Pedido 1: Devolva sem nenhuma alteração a parte da crítica que começa nas palavras "Na verdade, estas" e termina depois de "da segunda opção.".

Trecho citado:
============
O filme é altamente ficcionalizado, tomando diversas liberdades com relação à thread verdadeira. Isso é compreensível, uma vez que os tweets não conseguem se conectar para formar uma história completa (um problema semelhante ao enfrentado pelo filme Zola, em 2020, que também é baseado em uma série de posts nas redes sociais). O principal problema é que Querido David não parece saber como preencher estas lacunas entre os tweets. O público é frequentemente jogado para lá e para cá em meio às noites insones de Adam, seus fracassados relacionamentos com seus amigos e seu interesse romântico, a história em torno da criança que pode estar lhe assombrando, além de várias sequências cujo intuito é nos assustar, mas onde pouquíssimas funcionam.

Na verdade, estas tentativas randômicas de visualizar o terror vivido por Adam falham tão miseravelmente, que nos leva a questionar se Querido David é um filme de horror ou uma daquelas paródias que costumam enxergar o humor nos cansados clichês do gênero. Quase sempre, o filme infelizmente se aproxima da segunda opção.

Pode-se dizer que a pior decisão do filme se dá em seu ato final, quando Querido David tenta desesperadamente encontrar uma maneira de amarrar todas as pontas soltas em uma conclusão convincente. Mais uma vez os realizadores falham miseravelmente, já que a tentativa de resolver a história de Adam se revela bastante frustrante. Portanto, se você está à procura de um novo filme de terror para assistir nesta contagem regressiva para o Halloween, melhor deixar Querido David de lado. Leia a thread no Twitter, pelo menos é bem mais divertida. Isso se você conseguir suportar o cheiro de esgoto daquela fétida rede social.

Avaliação: 2 de 5.

Querido David será lançado nos cinemas brasileiros no dia 09 de novembro.
============
Entradas fornecidas:
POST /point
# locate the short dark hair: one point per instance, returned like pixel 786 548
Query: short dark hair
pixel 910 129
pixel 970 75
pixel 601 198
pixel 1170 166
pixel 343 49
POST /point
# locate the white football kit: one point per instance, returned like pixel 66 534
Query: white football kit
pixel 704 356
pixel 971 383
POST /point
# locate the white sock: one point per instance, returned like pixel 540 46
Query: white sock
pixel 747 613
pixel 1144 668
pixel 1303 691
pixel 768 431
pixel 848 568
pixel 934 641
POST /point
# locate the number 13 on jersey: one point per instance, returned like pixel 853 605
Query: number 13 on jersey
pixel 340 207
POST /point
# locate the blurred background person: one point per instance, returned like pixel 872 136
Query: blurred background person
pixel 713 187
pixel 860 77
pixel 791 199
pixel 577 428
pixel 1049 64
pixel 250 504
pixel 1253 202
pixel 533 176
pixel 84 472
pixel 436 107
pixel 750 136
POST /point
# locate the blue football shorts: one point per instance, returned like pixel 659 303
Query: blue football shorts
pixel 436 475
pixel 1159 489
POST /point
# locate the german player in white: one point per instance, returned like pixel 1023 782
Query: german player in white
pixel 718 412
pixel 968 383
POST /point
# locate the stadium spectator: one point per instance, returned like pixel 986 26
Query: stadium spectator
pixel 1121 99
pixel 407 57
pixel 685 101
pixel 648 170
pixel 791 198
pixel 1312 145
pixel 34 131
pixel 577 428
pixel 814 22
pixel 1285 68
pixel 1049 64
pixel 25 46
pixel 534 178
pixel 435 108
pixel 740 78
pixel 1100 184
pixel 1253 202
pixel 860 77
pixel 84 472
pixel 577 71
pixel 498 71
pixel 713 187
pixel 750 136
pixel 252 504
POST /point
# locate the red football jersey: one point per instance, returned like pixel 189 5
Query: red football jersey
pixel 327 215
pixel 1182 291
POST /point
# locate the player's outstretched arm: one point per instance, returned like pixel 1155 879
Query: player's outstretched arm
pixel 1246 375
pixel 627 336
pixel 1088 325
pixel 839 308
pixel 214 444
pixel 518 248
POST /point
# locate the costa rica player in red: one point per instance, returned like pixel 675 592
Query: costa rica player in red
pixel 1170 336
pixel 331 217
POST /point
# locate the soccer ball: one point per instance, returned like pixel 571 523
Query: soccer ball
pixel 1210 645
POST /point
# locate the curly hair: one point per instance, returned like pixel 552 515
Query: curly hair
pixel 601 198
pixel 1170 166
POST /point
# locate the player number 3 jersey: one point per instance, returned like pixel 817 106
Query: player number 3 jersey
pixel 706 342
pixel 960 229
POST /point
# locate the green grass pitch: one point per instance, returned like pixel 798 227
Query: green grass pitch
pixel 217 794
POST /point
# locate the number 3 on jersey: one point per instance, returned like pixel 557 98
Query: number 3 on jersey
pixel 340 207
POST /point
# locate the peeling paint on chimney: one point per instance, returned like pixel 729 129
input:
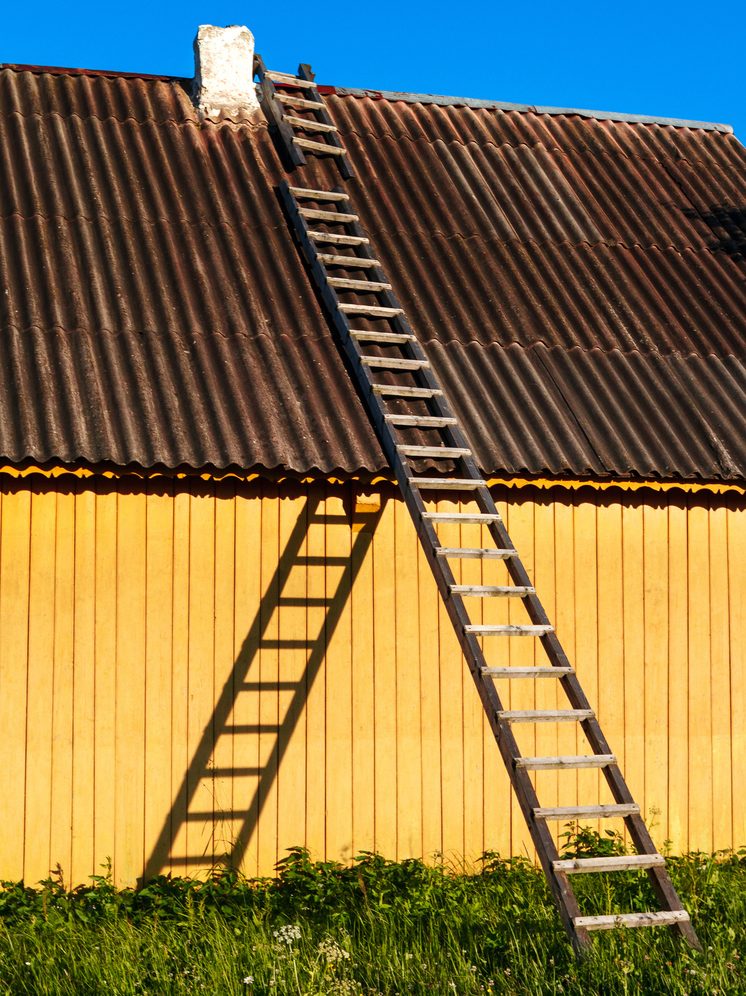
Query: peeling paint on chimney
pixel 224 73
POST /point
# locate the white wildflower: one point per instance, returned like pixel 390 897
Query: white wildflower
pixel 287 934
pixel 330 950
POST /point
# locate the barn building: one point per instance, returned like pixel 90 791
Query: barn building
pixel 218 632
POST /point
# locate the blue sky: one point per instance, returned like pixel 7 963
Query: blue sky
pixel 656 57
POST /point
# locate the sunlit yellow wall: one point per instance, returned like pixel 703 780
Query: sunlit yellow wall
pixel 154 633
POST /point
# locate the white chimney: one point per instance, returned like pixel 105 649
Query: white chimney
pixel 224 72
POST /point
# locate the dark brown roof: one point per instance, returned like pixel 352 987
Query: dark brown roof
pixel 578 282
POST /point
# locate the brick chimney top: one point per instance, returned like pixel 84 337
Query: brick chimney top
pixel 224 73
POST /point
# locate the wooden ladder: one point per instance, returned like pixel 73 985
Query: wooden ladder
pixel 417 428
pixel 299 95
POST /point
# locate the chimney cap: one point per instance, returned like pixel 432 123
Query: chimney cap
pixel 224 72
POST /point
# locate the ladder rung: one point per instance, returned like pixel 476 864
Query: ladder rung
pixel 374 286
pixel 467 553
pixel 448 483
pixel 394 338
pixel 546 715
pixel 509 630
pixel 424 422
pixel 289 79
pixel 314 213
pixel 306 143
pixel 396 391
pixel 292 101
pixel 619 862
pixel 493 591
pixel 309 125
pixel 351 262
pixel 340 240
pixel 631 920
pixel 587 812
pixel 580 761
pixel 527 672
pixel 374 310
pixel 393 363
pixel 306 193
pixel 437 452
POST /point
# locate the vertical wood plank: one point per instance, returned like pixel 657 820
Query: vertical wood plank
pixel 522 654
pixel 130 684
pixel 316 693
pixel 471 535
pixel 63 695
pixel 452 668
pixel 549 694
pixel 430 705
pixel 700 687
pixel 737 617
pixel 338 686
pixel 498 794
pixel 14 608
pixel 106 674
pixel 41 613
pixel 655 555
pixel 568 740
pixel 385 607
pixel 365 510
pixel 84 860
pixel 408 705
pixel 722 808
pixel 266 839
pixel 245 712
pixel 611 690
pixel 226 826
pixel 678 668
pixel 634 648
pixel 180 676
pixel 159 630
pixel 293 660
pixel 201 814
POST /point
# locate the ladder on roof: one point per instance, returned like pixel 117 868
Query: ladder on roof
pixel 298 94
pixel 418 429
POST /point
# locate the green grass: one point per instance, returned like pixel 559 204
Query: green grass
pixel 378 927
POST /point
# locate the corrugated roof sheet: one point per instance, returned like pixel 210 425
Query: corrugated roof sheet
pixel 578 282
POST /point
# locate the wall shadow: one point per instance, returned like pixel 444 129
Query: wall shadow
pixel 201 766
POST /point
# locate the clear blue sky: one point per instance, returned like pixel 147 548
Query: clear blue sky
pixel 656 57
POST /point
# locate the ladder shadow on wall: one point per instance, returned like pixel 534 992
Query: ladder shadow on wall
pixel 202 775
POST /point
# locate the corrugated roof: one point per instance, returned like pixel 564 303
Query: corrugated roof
============
Pedido 2: Por favor, redigite sem alterações as linhas das entradas: comece pela primeira linha delas e pare depois da linha que contém "pixel 343 49".

Resposta completa 1:
Na verdade, estas tentativas randômicas de visualizar o terror vivido por Adam falham tão miseravelmente, que nos leva a questionar se Querido David é um filme de horror ou uma daquelas paródias que costumam enxergar o humor nos cansados clichês do gênero. Quase sempre, o filme infelizmente se aproxima da segunda opção.

Resposta completa 2:
POST /point
# locate the short dark hair: one point per instance, returned like pixel 786 548
Query: short dark hair
pixel 910 129
pixel 970 75
pixel 601 198
pixel 1170 166
pixel 343 49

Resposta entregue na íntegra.